Records from a dataset
..........

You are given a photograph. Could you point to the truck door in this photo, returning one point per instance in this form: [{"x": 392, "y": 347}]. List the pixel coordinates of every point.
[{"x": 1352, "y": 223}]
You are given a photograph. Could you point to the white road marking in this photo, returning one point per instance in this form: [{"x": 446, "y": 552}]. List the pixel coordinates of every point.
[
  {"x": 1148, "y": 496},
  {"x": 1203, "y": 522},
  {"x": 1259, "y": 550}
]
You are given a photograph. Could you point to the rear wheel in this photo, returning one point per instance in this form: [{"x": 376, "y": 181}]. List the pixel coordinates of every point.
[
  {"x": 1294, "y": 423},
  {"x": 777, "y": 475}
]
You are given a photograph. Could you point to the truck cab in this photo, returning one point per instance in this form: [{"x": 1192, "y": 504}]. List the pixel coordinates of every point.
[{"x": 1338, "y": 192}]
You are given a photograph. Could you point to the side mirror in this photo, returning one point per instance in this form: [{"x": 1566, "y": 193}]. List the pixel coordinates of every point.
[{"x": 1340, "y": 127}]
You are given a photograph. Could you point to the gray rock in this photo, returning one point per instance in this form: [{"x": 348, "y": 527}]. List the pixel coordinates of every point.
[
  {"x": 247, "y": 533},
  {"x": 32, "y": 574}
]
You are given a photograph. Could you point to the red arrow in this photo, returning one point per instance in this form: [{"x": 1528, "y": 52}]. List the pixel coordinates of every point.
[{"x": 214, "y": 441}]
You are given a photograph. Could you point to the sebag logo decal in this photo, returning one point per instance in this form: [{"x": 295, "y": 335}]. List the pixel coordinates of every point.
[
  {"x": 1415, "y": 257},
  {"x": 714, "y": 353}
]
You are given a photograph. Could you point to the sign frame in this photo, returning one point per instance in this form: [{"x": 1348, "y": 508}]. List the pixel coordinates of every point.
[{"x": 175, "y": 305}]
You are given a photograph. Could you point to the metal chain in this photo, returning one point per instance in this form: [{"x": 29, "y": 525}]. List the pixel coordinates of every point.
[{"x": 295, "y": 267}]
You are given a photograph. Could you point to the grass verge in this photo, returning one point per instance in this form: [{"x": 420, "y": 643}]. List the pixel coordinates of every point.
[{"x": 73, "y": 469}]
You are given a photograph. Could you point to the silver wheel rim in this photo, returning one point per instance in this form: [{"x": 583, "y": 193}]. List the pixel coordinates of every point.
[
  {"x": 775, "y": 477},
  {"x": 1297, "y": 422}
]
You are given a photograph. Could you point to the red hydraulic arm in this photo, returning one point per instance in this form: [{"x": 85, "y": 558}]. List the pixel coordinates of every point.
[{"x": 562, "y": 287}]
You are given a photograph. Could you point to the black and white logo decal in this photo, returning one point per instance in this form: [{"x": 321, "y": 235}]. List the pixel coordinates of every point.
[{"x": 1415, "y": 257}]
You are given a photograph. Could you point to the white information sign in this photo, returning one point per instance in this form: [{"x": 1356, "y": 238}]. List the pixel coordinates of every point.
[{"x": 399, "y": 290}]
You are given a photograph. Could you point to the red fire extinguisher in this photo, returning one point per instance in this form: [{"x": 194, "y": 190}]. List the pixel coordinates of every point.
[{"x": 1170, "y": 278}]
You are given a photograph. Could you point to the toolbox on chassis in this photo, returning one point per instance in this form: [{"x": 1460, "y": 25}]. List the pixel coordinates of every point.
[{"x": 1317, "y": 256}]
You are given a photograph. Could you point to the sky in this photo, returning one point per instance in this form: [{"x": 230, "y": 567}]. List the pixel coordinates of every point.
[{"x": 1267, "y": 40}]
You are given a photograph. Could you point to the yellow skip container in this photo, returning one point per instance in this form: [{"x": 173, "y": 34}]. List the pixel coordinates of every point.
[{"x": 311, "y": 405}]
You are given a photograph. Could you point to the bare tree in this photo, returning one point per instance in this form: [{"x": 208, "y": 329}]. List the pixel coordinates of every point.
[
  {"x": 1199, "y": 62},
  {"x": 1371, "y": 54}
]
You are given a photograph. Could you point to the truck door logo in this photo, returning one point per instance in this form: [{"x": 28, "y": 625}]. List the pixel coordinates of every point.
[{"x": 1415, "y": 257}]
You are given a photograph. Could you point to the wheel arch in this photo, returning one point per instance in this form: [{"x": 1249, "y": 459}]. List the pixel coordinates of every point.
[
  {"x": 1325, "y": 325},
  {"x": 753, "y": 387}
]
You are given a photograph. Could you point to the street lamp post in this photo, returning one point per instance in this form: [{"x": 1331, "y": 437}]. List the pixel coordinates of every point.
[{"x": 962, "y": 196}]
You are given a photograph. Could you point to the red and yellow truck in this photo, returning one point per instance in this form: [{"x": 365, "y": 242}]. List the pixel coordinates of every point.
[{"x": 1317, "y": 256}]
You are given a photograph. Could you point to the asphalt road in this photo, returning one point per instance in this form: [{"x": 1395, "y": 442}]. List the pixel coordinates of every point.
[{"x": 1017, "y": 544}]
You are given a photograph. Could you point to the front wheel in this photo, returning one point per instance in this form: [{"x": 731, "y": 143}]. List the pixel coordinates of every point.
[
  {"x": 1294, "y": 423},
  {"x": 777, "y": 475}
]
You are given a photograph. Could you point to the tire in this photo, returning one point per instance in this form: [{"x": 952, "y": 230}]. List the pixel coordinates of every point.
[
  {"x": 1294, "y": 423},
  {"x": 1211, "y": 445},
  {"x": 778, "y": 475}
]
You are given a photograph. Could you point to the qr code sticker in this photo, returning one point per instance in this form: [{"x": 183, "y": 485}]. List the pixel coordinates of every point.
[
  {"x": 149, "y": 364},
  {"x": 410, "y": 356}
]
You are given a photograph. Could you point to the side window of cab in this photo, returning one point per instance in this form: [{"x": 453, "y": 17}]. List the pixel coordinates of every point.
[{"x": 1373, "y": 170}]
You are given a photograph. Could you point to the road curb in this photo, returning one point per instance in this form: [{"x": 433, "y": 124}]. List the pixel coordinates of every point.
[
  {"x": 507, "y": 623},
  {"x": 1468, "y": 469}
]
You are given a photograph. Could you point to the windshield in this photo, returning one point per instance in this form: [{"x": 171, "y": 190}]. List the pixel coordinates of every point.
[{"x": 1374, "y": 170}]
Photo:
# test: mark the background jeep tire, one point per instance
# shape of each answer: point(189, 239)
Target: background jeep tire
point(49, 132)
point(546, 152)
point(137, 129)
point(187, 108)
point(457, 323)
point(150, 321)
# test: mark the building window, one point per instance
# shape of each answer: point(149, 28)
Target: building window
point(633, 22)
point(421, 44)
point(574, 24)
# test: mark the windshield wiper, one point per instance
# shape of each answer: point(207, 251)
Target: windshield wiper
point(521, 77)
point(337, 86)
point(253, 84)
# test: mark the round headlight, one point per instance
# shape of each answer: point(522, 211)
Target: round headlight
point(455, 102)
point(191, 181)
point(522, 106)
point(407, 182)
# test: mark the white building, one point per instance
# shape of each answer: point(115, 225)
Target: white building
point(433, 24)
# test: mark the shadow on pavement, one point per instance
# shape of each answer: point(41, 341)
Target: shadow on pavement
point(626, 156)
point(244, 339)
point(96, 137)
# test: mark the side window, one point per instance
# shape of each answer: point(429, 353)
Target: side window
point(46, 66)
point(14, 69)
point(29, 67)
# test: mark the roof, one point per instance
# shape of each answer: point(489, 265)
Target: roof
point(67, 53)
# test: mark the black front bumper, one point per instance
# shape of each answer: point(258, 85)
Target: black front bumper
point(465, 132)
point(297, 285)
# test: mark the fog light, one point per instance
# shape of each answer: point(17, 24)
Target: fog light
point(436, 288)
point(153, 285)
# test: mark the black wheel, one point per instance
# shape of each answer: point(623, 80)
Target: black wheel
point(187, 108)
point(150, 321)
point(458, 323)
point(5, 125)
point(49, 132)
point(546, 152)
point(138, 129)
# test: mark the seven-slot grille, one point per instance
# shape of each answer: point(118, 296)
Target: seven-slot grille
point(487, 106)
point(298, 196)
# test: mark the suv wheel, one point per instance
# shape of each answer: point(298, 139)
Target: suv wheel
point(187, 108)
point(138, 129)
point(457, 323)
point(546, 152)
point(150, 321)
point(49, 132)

..........

Instructions for the task - Write out exactly the lines above from the line with "You are given a photograph. Could you point to the tire" through the line with "# test: mark the building", both of them included, and leave out all other lines.

Solution to this problem -
You are given a photograph. Could you point to the tire in this photo, returning one point per instance in this form: [{"x": 952, "y": 230}]. List the pixel coordinates of every point.
[
  {"x": 1294, "y": 423},
  {"x": 1211, "y": 445},
  {"x": 778, "y": 475}
]
You are given a photograph. Could you point to the qr code sticker in this photo, returning one point per instance in this form: [{"x": 183, "y": 485}]. List the pixel coordinates of every point.
[
  {"x": 149, "y": 364},
  {"x": 410, "y": 356}
]
You are given a photograph. Could you point to the side window of cab in this photo, returning one point per instance in this form: [{"x": 453, "y": 17}]. List the pixel coordinates of every point.
[{"x": 1373, "y": 170}]
You are given a photograph. Could you point to the road curb in this photo, returning one point per instance in this form: [{"x": 433, "y": 124}]. List the pixel coordinates of every point.
[
  {"x": 507, "y": 623},
  {"x": 1468, "y": 469}
]
You are given a photograph. Could you point to the windshield in this photo, returning one point per instance in this form: [{"x": 171, "y": 190}]. List the pixel coordinates of every point.
[{"x": 1374, "y": 170}]
Photo:
# test: mark the background jeep tire, one point per instance
# shape of each answer: point(189, 239)
Target: background jeep tire
point(49, 132)
point(546, 152)
point(137, 129)
point(187, 108)
point(457, 323)
point(150, 321)
# test: mark the building window, one point per instance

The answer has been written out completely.